═══ READING PASSAGE

WARNING: Graphic image
A man is warning of the dangers of snorting cocaine after he faced needing a prosthetic nose after it began to collapse.
Fraser, 49, who did not wish to give his last name joined ear, nose and throat (ENT) doctors in Lanarkshire to urge people to beware after seeing a rise in the number of patients who have suffered irreparable damage to the nasal septum after continued snorting of cocaine.
Damage to the nasal septum – the cartilage and bone inside the nose – can cause the nose to collapse and can lead to patients having their nose removed and being fitted with a prosthetic nose.
After snorting cocaine regularly, Fraser saw his nose start to collapse and was told it may have to be removed.
Following several consultations, Natarajan Balaji, an ENT consultant at University Hospital Monklands (UHM), carried out reconstructive surgery at the end of last year and rebuilt his nose.
Fraser said: “I cannot thank the ENT team at Monklands enough. Having been told I would lose my nose and to then be told they would be able to rebuild it was incredible.
“However, I am one of the lucky ones as I started taking cocaine for fun and it was a part of my life for a long time.
“I am not ashamed of that but I do want other people to think of the damage that snorting cocaine can do to not just their nose but their body.
“The nose is one of the most visible parts of the body and losing that would change your life forever.
“I am extremely lucky and have changed my life but my story could have been very different and I could be going to bed at night removing my prosthetic nose.”
The 49-year-old initially used cocaine as a recreational substance, but began snorting it regularly after his personal circumstances changed.
Gradually, as his nose started to collapse, he stopped going out and isolated himself socially, although he found some unexpected relief when the wearing of face masks became compulsory during the Covid-19 pandemic, as he could face the outside world without people noticing the damage to his nose.

══════
═══ ENTRIES SHOWN

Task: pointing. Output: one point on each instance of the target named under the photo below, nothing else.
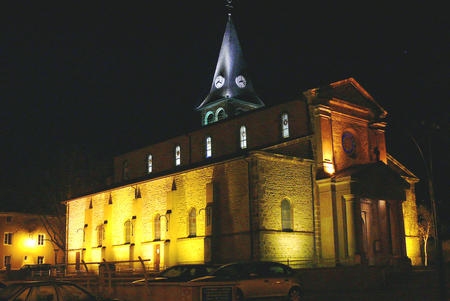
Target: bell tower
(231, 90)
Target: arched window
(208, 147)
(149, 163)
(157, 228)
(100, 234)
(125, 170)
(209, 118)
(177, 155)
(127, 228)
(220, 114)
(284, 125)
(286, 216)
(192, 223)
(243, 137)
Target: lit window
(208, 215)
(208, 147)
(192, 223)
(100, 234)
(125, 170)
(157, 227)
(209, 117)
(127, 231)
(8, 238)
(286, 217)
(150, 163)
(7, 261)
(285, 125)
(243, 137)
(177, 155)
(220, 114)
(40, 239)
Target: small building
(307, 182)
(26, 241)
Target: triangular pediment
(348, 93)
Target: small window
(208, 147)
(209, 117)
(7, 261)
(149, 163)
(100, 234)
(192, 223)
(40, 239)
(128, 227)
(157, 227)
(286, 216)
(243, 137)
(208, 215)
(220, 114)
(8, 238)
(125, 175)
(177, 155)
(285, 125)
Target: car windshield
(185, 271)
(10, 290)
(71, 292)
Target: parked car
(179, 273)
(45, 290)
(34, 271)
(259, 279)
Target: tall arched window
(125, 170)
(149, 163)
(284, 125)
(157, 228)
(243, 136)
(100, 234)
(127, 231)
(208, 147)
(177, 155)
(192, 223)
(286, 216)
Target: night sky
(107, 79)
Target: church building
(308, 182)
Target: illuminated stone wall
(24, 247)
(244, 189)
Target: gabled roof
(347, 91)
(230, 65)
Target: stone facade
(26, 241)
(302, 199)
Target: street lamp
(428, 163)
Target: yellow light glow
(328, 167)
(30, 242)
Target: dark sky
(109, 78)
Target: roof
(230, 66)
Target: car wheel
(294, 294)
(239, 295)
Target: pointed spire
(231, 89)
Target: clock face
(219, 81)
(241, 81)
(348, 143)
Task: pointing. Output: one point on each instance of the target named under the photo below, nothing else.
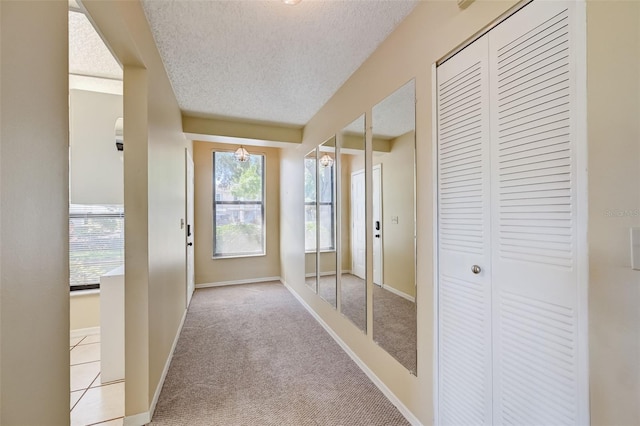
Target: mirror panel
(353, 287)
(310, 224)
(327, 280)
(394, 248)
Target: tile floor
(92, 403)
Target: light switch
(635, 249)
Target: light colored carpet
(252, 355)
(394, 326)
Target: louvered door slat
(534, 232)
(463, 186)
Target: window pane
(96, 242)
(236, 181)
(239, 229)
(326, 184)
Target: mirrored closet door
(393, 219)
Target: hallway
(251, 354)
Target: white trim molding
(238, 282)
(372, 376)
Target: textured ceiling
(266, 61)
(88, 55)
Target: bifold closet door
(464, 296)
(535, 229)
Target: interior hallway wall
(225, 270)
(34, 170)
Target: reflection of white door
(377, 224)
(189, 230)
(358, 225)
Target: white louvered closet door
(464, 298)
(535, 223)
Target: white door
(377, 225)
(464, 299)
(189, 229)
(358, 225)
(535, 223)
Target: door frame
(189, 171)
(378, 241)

══════
═══ ENTRIES SHOWN

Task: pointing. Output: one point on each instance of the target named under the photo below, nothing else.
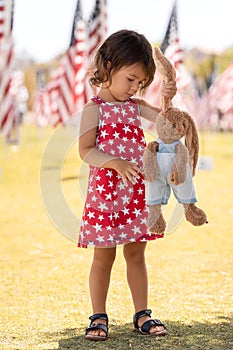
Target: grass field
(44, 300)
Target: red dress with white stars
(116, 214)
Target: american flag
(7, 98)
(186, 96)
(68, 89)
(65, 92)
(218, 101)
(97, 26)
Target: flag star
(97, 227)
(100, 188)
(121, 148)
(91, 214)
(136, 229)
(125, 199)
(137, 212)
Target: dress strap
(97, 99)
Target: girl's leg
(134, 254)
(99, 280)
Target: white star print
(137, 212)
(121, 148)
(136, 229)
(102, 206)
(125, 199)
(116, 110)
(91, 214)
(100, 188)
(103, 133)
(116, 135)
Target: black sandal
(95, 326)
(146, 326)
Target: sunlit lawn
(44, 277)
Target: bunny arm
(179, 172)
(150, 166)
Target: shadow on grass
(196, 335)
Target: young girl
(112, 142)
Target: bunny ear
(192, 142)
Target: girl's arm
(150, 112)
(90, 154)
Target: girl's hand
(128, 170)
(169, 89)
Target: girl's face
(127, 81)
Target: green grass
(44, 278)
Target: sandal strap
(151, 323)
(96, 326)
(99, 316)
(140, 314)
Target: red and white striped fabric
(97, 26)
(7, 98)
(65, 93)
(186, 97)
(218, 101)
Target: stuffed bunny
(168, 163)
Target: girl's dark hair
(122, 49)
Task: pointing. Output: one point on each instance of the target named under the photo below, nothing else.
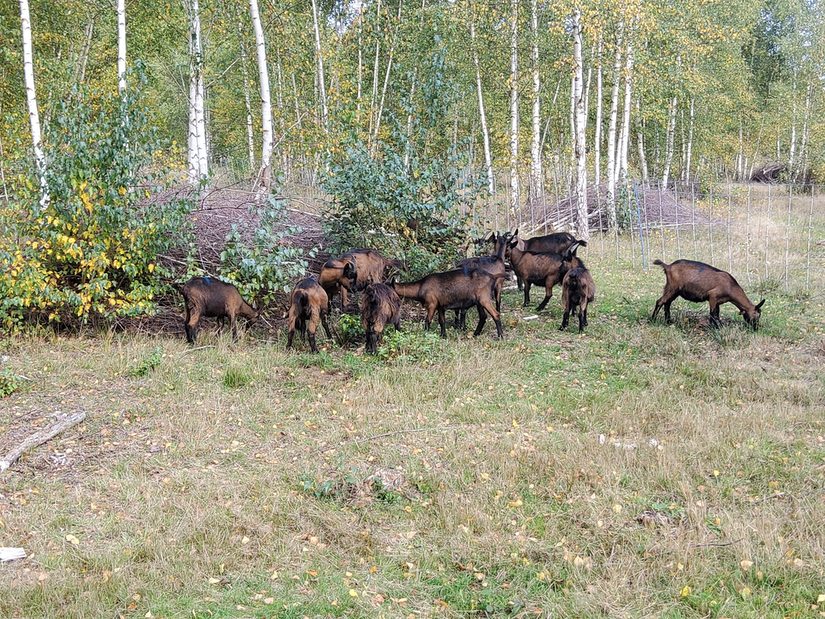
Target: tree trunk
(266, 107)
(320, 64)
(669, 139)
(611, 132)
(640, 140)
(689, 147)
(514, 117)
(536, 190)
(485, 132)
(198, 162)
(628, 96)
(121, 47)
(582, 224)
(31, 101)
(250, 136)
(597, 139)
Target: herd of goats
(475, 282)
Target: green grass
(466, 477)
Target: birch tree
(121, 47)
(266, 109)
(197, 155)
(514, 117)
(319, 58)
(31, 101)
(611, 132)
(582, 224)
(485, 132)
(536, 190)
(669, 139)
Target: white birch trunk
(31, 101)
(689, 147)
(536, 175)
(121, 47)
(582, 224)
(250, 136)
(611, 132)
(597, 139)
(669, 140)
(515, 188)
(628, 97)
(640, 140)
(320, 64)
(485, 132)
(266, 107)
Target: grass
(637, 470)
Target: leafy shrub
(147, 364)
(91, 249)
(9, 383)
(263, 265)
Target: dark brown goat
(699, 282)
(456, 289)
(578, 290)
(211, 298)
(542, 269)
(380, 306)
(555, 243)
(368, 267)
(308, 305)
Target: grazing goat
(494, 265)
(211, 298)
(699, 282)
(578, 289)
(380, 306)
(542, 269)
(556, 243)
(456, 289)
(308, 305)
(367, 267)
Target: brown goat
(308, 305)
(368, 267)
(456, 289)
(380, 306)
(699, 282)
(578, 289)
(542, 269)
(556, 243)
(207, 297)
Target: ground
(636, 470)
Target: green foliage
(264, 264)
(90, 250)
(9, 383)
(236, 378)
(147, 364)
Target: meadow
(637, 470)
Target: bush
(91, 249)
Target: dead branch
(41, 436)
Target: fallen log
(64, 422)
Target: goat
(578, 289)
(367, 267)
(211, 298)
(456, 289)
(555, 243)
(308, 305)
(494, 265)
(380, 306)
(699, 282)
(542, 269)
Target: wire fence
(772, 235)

══════
═══ ENTRIES SHOWN

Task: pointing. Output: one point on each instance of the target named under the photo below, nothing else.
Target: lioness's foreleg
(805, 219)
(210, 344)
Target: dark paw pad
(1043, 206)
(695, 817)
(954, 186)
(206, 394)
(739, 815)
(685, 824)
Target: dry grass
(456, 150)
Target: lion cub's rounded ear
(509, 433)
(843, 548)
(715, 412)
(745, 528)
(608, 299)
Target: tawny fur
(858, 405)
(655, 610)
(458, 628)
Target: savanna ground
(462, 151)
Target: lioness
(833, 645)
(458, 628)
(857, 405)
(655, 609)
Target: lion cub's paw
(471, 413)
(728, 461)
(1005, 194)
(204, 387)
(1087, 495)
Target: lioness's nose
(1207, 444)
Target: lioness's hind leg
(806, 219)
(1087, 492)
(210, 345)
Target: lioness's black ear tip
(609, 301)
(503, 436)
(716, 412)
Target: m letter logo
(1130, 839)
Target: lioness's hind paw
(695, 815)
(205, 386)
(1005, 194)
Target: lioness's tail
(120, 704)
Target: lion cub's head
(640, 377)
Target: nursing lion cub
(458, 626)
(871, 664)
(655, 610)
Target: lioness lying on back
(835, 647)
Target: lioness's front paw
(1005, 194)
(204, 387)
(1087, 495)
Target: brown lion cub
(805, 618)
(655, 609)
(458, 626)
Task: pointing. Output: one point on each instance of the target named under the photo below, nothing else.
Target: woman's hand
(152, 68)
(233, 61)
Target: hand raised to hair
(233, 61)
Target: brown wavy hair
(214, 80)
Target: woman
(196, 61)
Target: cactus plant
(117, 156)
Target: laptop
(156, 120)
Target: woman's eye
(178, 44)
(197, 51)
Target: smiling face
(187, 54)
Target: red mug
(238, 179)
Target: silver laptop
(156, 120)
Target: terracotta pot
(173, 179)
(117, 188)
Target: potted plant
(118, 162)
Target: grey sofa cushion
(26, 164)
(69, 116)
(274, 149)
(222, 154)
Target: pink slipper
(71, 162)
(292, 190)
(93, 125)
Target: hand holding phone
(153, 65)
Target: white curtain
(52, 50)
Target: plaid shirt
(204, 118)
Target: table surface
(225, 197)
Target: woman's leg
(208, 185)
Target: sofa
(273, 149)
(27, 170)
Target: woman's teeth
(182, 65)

══════

Write the next part of the news article about the man whose nose collapsed after years of snorting cocaine, picking up right after its final sentence.

After deciding to seek help he stopped using cocaine and was referred by his GP to the local ENT department for support.
He is delighted with the outcome of the surgery, although he is aware that he may need some more minor surgery in the future.
Mr Balaji said that the number of patients with nose problems due to cocaine use has increased enormously and wants people to be aware of the damage snorting cocaine can do.
He said: “Cocaine is cut with other ingredients including Levamisole, which is used in deworming tablets for dogs and cats, and Phenacetin, an analgesic and fever-reducing drug used in veterinary medicine.
“Cocaine also has certain types of acids mixed with the ingredients. When snorted, cocaine causes the blood vessels to contract very strongly, and the nasal septum is very sensitive to reduced blood flow.
“After using cocaine a few times, the nasal structure can begin to die, causing perforations.”
Nicholas Calder, an ENT consultant at NHS Lanarkshire, who also specialises in nasal reconstructive surgery, emphasised that the consequences of cocaine use should not be underestimated.
He said: “The number of patients we are treating is increasing year on year and patients come to us from a cross section of the population.”